About this exercise>
What's needed is an exact copy of all the data below, without pictures.

Available data>
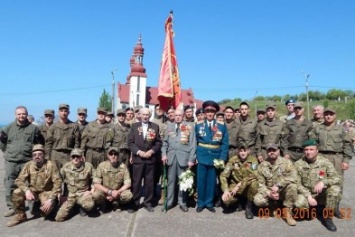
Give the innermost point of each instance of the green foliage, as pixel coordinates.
(105, 101)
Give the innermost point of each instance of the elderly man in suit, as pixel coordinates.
(145, 144)
(178, 152)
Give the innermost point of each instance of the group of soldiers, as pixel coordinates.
(281, 165)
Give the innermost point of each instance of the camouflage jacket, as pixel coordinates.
(268, 132)
(95, 135)
(295, 134)
(236, 172)
(311, 173)
(281, 174)
(62, 136)
(39, 180)
(77, 180)
(334, 138)
(112, 177)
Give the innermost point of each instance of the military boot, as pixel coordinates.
(249, 210)
(337, 213)
(330, 225)
(162, 198)
(18, 218)
(289, 218)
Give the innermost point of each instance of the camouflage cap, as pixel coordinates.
(76, 152)
(49, 111)
(272, 145)
(310, 142)
(243, 145)
(120, 111)
(64, 106)
(100, 109)
(331, 110)
(270, 106)
(137, 108)
(82, 110)
(38, 147)
(112, 149)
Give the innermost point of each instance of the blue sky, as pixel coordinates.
(64, 51)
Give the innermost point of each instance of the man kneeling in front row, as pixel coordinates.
(39, 182)
(112, 182)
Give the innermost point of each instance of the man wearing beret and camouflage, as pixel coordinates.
(48, 121)
(278, 179)
(112, 182)
(269, 131)
(82, 115)
(212, 143)
(334, 143)
(77, 177)
(294, 132)
(319, 183)
(239, 179)
(97, 136)
(40, 182)
(61, 138)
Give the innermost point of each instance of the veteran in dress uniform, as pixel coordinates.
(112, 182)
(62, 137)
(278, 179)
(212, 143)
(319, 183)
(40, 182)
(77, 177)
(178, 152)
(239, 179)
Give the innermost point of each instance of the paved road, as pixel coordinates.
(177, 223)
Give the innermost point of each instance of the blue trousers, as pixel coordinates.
(206, 185)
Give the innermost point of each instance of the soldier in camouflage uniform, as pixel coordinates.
(77, 177)
(61, 138)
(96, 139)
(248, 127)
(82, 115)
(319, 183)
(121, 137)
(112, 182)
(234, 131)
(39, 181)
(269, 131)
(294, 132)
(278, 179)
(335, 145)
(239, 179)
(49, 118)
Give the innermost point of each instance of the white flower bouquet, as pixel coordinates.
(218, 164)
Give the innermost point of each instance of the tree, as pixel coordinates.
(105, 101)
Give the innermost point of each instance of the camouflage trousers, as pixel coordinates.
(328, 198)
(84, 201)
(19, 198)
(100, 197)
(95, 157)
(247, 191)
(288, 195)
(60, 158)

Answer to this problem>
Give the innermost point of each instance of the green foliage, as pixel coordinates.
(105, 101)
Give the innermost point of each instance of the elderly man in suit, as pixel coordinates.
(145, 144)
(178, 152)
Give the innermost point of each instance of the group of soldiers, as pixel coordinates.
(281, 165)
Give the innermost point of each instance of the camouflage jacket, as pixel coordinates.
(268, 132)
(95, 135)
(295, 134)
(236, 172)
(311, 173)
(281, 174)
(62, 136)
(39, 180)
(77, 180)
(334, 138)
(112, 177)
Give the innermost point of each instance of the military boot, as pixel coordinates.
(249, 210)
(337, 213)
(330, 225)
(162, 198)
(18, 218)
(289, 218)
Give the innermost point of each instance of the camouflage cap, as pixel coordinates.
(76, 152)
(49, 111)
(272, 145)
(310, 142)
(243, 145)
(120, 111)
(64, 106)
(100, 109)
(331, 110)
(270, 106)
(137, 108)
(82, 110)
(38, 147)
(112, 149)
Give the innermost point of each instance of the blue sky, as pixel coordinates.
(64, 51)
Give the innermost point of each instance of the man kneeling in front row, as pixel coordinates.
(39, 182)
(112, 182)
Give the innermost point of each instance of the man wearing beret and camouflage, as pixel coordinates.
(48, 121)
(278, 179)
(112, 182)
(269, 131)
(82, 115)
(212, 143)
(334, 143)
(77, 177)
(294, 132)
(319, 183)
(239, 179)
(97, 136)
(40, 182)
(61, 138)
Give the innermost point of each instance of the veteran in dress uniform, as pixel coordinates.
(112, 182)
(62, 137)
(278, 179)
(212, 143)
(319, 183)
(40, 182)
(77, 177)
(178, 152)
(239, 179)
Give the innermost point of each instance of the paved road, as pixel coordinates.
(177, 223)
Give the innermost point of each instance of the blue trousers, as pixel coordinates.
(206, 185)
Give the innermost point of each instance of the soldier in camouflage uniform, as pixel coordinates.
(77, 177)
(61, 138)
(96, 139)
(248, 127)
(82, 115)
(319, 183)
(121, 137)
(112, 182)
(234, 131)
(39, 181)
(269, 131)
(294, 132)
(278, 179)
(335, 145)
(239, 179)
(49, 118)
Give the innermost point of each instance of the white flower bouquet, as pixel coordinates.
(218, 164)
Give the innermost point of each instance of the tree, as pixel coordinates.
(105, 101)
Give the innermost point of each instance of the camouflage trousers, as pixel coordinates.
(328, 198)
(84, 201)
(19, 198)
(100, 197)
(95, 157)
(247, 191)
(288, 195)
(60, 158)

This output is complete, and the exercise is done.